*** Dataset entries ***
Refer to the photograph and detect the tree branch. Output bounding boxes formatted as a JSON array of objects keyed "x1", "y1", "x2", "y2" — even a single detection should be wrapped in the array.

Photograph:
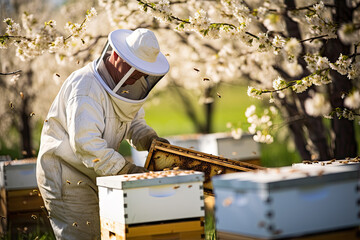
[
  {"x1": 0, "y1": 70, "x2": 21, "y2": 75},
  {"x1": 299, "y1": 34, "x2": 329, "y2": 43}
]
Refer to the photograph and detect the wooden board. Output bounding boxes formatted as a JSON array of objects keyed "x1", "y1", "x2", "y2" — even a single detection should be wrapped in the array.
[
  {"x1": 145, "y1": 140, "x2": 265, "y2": 193},
  {"x1": 7, "y1": 189, "x2": 44, "y2": 212},
  {"x1": 101, "y1": 217, "x2": 205, "y2": 240},
  {"x1": 217, "y1": 227, "x2": 360, "y2": 240}
]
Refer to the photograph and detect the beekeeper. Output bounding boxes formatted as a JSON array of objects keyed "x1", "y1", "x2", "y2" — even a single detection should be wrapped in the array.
[{"x1": 36, "y1": 28, "x2": 170, "y2": 240}]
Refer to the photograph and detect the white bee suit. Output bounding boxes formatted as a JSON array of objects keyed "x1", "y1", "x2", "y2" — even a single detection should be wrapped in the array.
[{"x1": 36, "y1": 61, "x2": 159, "y2": 240}]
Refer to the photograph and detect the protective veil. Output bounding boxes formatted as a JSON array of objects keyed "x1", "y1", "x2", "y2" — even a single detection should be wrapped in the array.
[{"x1": 36, "y1": 29, "x2": 169, "y2": 240}]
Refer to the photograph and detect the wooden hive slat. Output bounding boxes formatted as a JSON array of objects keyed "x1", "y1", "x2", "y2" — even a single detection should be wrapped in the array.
[{"x1": 101, "y1": 217, "x2": 205, "y2": 240}]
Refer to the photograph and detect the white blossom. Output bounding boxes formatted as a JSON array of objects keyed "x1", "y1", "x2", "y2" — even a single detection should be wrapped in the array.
[
  {"x1": 272, "y1": 76, "x2": 287, "y2": 90},
  {"x1": 86, "y1": 7, "x2": 97, "y2": 22},
  {"x1": 304, "y1": 93, "x2": 331, "y2": 117},
  {"x1": 247, "y1": 86, "x2": 263, "y2": 99},
  {"x1": 253, "y1": 131, "x2": 274, "y2": 144},
  {"x1": 284, "y1": 38, "x2": 302, "y2": 62},
  {"x1": 3, "y1": 18, "x2": 21, "y2": 35},
  {"x1": 344, "y1": 91, "x2": 360, "y2": 109},
  {"x1": 316, "y1": 56, "x2": 330, "y2": 70},
  {"x1": 245, "y1": 105, "x2": 256, "y2": 118},
  {"x1": 231, "y1": 128, "x2": 243, "y2": 139},
  {"x1": 348, "y1": 62, "x2": 360, "y2": 80},
  {"x1": 330, "y1": 54, "x2": 352, "y2": 75}
]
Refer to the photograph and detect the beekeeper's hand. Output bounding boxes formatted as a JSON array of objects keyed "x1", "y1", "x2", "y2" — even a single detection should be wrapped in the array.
[
  {"x1": 154, "y1": 137, "x2": 170, "y2": 145},
  {"x1": 145, "y1": 136, "x2": 171, "y2": 151},
  {"x1": 119, "y1": 162, "x2": 148, "y2": 174}
]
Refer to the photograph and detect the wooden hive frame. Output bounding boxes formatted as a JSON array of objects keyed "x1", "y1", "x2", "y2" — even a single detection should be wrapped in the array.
[{"x1": 145, "y1": 140, "x2": 265, "y2": 194}]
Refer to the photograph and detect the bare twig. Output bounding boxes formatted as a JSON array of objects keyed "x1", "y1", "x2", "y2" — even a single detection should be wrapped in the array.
[
  {"x1": 299, "y1": 34, "x2": 328, "y2": 43},
  {"x1": 0, "y1": 70, "x2": 22, "y2": 75}
]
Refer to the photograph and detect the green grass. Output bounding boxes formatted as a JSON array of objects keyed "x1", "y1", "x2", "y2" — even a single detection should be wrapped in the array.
[{"x1": 143, "y1": 84, "x2": 301, "y2": 167}]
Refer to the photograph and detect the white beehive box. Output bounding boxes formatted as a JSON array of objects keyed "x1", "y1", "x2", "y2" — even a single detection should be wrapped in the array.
[
  {"x1": 199, "y1": 133, "x2": 260, "y2": 161},
  {"x1": 0, "y1": 159, "x2": 38, "y2": 190},
  {"x1": 213, "y1": 165, "x2": 360, "y2": 239},
  {"x1": 97, "y1": 170, "x2": 205, "y2": 225}
]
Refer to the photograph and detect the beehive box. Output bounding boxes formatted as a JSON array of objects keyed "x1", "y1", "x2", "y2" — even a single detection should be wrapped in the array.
[
  {"x1": 199, "y1": 133, "x2": 260, "y2": 164},
  {"x1": 0, "y1": 159, "x2": 38, "y2": 190},
  {"x1": 212, "y1": 165, "x2": 360, "y2": 239},
  {"x1": 96, "y1": 170, "x2": 205, "y2": 225},
  {"x1": 145, "y1": 140, "x2": 264, "y2": 194},
  {"x1": 0, "y1": 159, "x2": 50, "y2": 235}
]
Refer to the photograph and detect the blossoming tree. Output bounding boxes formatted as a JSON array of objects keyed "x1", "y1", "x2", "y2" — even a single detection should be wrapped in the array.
[
  {"x1": 117, "y1": 0, "x2": 360, "y2": 160},
  {"x1": 0, "y1": 0, "x2": 98, "y2": 157},
  {"x1": 1, "y1": 0, "x2": 359, "y2": 161}
]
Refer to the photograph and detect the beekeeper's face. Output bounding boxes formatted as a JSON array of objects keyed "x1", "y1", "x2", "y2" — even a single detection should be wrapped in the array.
[{"x1": 113, "y1": 51, "x2": 147, "y2": 86}]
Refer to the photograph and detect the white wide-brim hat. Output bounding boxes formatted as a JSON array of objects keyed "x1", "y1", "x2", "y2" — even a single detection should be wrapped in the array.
[{"x1": 108, "y1": 29, "x2": 170, "y2": 76}]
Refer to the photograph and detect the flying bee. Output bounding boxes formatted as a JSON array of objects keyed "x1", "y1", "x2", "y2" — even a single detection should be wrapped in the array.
[
  {"x1": 222, "y1": 197, "x2": 233, "y2": 207},
  {"x1": 20, "y1": 92, "x2": 24, "y2": 99},
  {"x1": 77, "y1": 180, "x2": 83, "y2": 185},
  {"x1": 86, "y1": 221, "x2": 91, "y2": 225},
  {"x1": 44, "y1": 119, "x2": 48, "y2": 123},
  {"x1": 72, "y1": 222, "x2": 78, "y2": 227},
  {"x1": 216, "y1": 92, "x2": 221, "y2": 98},
  {"x1": 173, "y1": 185, "x2": 180, "y2": 189},
  {"x1": 165, "y1": 53, "x2": 170, "y2": 56},
  {"x1": 66, "y1": 180, "x2": 71, "y2": 185},
  {"x1": 77, "y1": 60, "x2": 80, "y2": 64},
  {"x1": 92, "y1": 158, "x2": 100, "y2": 163},
  {"x1": 193, "y1": 68, "x2": 200, "y2": 72},
  {"x1": 9, "y1": 102, "x2": 14, "y2": 109},
  {"x1": 30, "y1": 112, "x2": 35, "y2": 117},
  {"x1": 203, "y1": 78, "x2": 210, "y2": 81},
  {"x1": 121, "y1": 90, "x2": 129, "y2": 94},
  {"x1": 31, "y1": 214, "x2": 37, "y2": 220},
  {"x1": 55, "y1": 73, "x2": 60, "y2": 77},
  {"x1": 217, "y1": 169, "x2": 223, "y2": 175}
]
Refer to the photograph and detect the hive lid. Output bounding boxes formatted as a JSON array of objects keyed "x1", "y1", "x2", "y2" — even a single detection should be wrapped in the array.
[
  {"x1": 212, "y1": 165, "x2": 360, "y2": 191},
  {"x1": 96, "y1": 170, "x2": 204, "y2": 189},
  {"x1": 292, "y1": 159, "x2": 360, "y2": 168}
]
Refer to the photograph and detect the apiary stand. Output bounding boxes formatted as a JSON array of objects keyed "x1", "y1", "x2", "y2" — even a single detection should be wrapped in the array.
[{"x1": 97, "y1": 170, "x2": 205, "y2": 239}]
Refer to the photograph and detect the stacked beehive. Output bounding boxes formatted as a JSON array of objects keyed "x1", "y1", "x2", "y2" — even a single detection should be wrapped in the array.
[
  {"x1": 96, "y1": 169, "x2": 206, "y2": 240},
  {"x1": 212, "y1": 164, "x2": 360, "y2": 240},
  {"x1": 0, "y1": 159, "x2": 50, "y2": 236}
]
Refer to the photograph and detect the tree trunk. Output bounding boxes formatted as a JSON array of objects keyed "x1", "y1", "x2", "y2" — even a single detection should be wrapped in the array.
[
  {"x1": 204, "y1": 86, "x2": 214, "y2": 134},
  {"x1": 283, "y1": 0, "x2": 331, "y2": 160},
  {"x1": 325, "y1": 1, "x2": 357, "y2": 158},
  {"x1": 20, "y1": 68, "x2": 33, "y2": 158}
]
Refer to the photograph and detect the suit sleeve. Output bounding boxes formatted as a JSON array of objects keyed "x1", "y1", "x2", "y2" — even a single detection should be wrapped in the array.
[
  {"x1": 126, "y1": 107, "x2": 158, "y2": 151},
  {"x1": 66, "y1": 95, "x2": 127, "y2": 176}
]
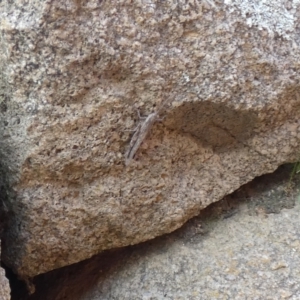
*** End of Dataset entries ***
> Activity:
Please return, exactly and with pictures omitted, the lines from the line holding "Refer to the photograph and detect the tree trunk." through the end of the data above, inclusive.

> Exercise output:
Refer to the photograph and detect the tree trunk. Output bounding boxes formatted as a JSON array of objects keyed "x1", "y1", "x2", "y2" — even a single detection should be wrapped in the array.
[
  {"x1": 204, "y1": 86, "x2": 214, "y2": 134},
  {"x1": 283, "y1": 0, "x2": 331, "y2": 160},
  {"x1": 325, "y1": 1, "x2": 357, "y2": 158},
  {"x1": 20, "y1": 68, "x2": 33, "y2": 158}
]
Refer to the photograph and detect the suit sleeve. Output bounding boxes formatted as a JSON array of objects keyed "x1", "y1", "x2", "y2" — even a single detection should be wrapped in the array.
[
  {"x1": 126, "y1": 107, "x2": 158, "y2": 151},
  {"x1": 66, "y1": 95, "x2": 127, "y2": 176}
]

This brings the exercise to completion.